**Written problem A:**
Extract the forum thread on simple recipes word for word, in full.

# Need Simple but Yummy Recipes



## SizzlininIN (Nov 10, 2004)

I'm putting together a recipe collection for my best friend and her daughter to give to them as one of their Christmas gifts.

Please share your simple but yummy recipes so that I can add to my collection:

Thanks


----------



## PA Baker (Nov 10, 2004)

Hi SizzlininIN, I saw your post in the baking section too and wasn't sure if you have a specific topic (s) you're looking for.  This is a real easy one that calls for basic pantry staples--many years ago when I was living on my own for the first time, I made it A LOT.

Tuscan Chicken Legs with Spinach Fettuccine

1 lb skinless chicken legs (I use skinless, boneless chicken breasts, sliced)
1 tsp garlic powder
½ tsp ground black pepper
2 tsp olive oil
1 can (14 oz) salt-free chopped tomatoes (with juices)
¼ tsp dried oregano
¼ tsp dried basil
4 c hot cooked spinach fettuccine

Rinse the chicken legs and pat dry with paper towels.  Lightly sprinkle with the garlic powder and pepper.  Add the oil to a large non-stick skillet and heat over medium-high heat.  Add the chicken and cook for 2-3 minutes or until lightly brown on all sides.

Stir in the tomatoes (with juices), oregano, and basil.  Bring to a boil, then reduce heat.  Cover and simmer about 20 minutes or until the chicken is no longer pink.  Serve over the fettuccine.


----------



## SizzlininIN (Nov 10, 2004)

mmmmmmmmmm......sounds awfully good PA.....think I'll print this one in triplicate   

I'm not looking for any particular topic ..... I'm game for a variety of simple - yummy recipes.  

I plan to put the recipes in a binder.  This way they can try them out and if they don't like them they can remove them.  I'll print off other recipes throughout the year so they can add them also.  I thought about cookbooks but I know that from my vast collection I may only use a handful out of each so I thought this was more practical.  Besides they love gifts that you take the time to make.

**Source data:**
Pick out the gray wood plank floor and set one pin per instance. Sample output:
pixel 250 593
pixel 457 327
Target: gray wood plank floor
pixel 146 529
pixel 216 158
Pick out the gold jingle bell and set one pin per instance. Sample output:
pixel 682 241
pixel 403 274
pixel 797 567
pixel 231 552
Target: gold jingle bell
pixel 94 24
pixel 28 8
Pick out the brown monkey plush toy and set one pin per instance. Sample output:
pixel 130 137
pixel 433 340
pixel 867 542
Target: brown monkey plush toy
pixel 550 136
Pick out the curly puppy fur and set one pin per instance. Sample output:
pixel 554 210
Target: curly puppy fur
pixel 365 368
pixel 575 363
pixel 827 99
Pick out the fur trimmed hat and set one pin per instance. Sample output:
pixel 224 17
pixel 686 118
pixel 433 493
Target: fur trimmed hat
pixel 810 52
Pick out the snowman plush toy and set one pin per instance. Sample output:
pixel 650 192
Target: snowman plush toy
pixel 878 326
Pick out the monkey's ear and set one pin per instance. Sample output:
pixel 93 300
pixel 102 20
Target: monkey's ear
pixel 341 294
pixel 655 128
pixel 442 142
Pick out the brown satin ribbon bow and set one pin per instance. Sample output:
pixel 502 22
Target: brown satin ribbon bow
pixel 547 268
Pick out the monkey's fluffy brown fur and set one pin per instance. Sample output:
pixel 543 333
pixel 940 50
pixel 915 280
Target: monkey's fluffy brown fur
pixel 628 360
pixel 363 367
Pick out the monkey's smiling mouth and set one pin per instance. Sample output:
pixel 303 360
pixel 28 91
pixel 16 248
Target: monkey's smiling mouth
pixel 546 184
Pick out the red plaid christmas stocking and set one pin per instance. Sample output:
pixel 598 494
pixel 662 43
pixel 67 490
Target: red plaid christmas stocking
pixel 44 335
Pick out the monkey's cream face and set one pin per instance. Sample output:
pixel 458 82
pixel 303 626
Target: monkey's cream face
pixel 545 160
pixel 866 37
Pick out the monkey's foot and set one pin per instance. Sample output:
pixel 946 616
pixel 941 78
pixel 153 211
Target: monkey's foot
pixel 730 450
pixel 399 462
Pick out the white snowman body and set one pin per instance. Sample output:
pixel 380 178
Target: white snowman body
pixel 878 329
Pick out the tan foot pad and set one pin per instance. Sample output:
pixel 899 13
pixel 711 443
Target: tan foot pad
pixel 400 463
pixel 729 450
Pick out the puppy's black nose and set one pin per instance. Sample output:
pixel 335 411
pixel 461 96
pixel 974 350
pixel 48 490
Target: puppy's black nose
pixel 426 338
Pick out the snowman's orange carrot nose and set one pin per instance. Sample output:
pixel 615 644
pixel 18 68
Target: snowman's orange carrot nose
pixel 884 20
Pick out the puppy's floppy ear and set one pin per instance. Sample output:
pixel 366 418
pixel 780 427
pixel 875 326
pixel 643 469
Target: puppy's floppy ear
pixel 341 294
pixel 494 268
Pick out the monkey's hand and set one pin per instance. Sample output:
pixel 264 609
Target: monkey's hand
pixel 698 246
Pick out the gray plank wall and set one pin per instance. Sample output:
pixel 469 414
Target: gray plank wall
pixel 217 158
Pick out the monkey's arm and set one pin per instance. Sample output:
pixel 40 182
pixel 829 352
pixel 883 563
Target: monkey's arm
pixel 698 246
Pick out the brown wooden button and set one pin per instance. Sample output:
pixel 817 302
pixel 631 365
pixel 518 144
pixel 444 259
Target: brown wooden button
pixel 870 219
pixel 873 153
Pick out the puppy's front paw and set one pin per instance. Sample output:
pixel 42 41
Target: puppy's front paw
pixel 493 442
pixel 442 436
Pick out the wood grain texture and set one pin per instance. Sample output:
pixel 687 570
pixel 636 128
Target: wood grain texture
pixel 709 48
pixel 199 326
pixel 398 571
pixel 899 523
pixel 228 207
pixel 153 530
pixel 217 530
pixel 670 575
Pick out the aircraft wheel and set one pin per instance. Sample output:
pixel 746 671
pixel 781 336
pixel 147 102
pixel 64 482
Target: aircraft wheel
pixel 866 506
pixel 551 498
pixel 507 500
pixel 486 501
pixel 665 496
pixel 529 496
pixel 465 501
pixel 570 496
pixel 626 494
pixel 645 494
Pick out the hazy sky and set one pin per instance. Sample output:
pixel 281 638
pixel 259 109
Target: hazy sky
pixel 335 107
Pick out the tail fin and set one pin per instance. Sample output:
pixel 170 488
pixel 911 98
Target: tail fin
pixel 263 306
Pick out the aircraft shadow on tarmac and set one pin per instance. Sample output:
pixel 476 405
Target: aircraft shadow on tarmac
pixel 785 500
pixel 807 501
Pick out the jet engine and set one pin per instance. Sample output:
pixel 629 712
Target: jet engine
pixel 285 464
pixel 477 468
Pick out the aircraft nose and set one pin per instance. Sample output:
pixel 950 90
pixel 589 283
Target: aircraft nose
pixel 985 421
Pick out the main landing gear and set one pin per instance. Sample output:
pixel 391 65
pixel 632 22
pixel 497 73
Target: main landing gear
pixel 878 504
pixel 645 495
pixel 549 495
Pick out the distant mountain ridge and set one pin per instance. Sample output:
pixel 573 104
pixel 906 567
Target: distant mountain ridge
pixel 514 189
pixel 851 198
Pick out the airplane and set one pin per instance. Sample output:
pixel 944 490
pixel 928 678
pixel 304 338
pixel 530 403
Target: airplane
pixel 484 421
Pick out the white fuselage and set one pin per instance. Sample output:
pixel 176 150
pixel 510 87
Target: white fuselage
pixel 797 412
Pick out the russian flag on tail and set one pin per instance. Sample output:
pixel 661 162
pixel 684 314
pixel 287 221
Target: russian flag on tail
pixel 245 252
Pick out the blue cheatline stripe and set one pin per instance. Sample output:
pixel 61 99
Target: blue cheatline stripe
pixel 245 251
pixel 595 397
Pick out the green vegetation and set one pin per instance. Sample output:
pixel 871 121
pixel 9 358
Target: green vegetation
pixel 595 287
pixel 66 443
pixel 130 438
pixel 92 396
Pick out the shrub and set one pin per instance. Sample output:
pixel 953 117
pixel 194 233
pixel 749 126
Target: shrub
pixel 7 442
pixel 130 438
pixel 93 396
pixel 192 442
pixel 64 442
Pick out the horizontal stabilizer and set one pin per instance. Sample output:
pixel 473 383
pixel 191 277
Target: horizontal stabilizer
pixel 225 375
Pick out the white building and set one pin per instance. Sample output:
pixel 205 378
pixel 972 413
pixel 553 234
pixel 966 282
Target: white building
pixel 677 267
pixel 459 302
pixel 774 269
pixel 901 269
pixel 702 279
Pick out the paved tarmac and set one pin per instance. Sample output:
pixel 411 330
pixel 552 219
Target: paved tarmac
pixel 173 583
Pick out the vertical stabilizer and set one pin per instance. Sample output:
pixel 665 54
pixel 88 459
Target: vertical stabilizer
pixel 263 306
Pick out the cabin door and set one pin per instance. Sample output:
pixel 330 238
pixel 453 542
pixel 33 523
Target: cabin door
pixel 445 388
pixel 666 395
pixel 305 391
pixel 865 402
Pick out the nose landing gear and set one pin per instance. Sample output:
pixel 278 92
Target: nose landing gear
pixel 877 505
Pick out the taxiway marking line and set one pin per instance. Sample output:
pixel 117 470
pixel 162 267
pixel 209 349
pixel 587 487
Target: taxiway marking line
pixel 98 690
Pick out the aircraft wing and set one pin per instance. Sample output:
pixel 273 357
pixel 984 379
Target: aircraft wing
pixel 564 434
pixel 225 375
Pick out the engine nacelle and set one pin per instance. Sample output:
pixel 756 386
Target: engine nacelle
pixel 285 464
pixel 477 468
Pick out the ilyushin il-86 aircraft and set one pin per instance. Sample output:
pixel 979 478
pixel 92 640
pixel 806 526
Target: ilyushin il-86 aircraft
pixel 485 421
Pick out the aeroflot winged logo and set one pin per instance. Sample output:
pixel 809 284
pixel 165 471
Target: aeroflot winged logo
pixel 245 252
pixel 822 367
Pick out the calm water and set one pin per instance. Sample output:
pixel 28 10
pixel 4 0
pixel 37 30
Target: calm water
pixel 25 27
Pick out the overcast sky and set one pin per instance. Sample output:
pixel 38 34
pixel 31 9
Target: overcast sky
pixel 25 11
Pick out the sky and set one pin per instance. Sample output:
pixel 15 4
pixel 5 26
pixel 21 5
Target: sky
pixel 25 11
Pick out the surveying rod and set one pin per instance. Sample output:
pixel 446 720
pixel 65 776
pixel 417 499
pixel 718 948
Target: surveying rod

**Written problem B:**
Copy the part of the listing that opens with its first line and closes with the line containing "pixel 550 136", reproducing each line exactly as it appears.

**Full answer A:**
# Need Simple but Yummy Recipes



## SizzlininIN (Nov 10, 2004)

I'm putting together a recipe collection for my best friend and her daughter to give to them as one of their Christmas gifts.

Please share your simple but yummy recipes so that I can add to my collection:

Thanks


----------



## PA Baker (Nov 10, 2004)

Hi SizzlininIN, I saw your post in the baking section too and wasn't sure if you have a specific topic (s) you're looking for.  This is a real easy one that calls for basic pantry staples--many years ago when I was living on my own for the first time, I made it A LOT.

Tuscan Chicken Legs with Spinach Fettuccine

1 lb skinless chicken legs (I use skinless, boneless chicken breasts, sliced)
1 tsp garlic powder
½ tsp ground black pepper
2 tsp olive oil
1 can (14 oz) salt-free chopped tomatoes (with juices)
¼ tsp dried oregano
¼ tsp dried basil
4 c hot cooked spinach fettuccine

Rinse the chicken legs and pat dry with paper towels.  Lightly sprinkle with the garlic powder and pepper.  Add the oil to a large non-stick skillet and heat over medium-high heat.  Add the chicken and cook for 2-3 minutes or until lightly brown on all sides.

Stir in the tomatoes (with juices), oregano, and basil.  Bring to a boil, then reduce heat.  Cover and simmer about 20 minutes or until the chicken is no longer pink.  Serve over the fettuccine.


----------



## SizzlininIN (Nov 10, 2004)

mmmmmmmmmm......sounds awfully good PA.....think I'll print this one in triplicate   

I'm not looking for any particular topic ..... I'm game for a variety of simple - yummy recipes.  

I plan to put the recipes in a binder.  This way they can try them out and if they don't like them they can remove them.  I'll print off other recipes throughout the year so they can add them also.  I thought about cookbooks but I know that from my vast collection I may only use a handful out of each so I thought this was more practical.  Besides they love gifts that you take the time to make.

**Full answer B:**
Pick out the gray wood plank floor and set one pin per instance. Sample output:
pixel 250 593
pixel 457 327
Target: gray wood plank floor
pixel 146 529
pixel 216 158
Pick out the gold jingle bell and set one pin per instance. Sample output:
pixel 682 241
pixel 403 274
pixel 797 567
pixel 231 552
Target: gold jingle bell
pixel 94 24
pixel 28 8
Pick out the brown monkey plush toy and set one pin per instance. Sample output:
pixel 130 137
pixel 433 340
pixel 867 542
Target: brown monkey plush toy
pixel 550 136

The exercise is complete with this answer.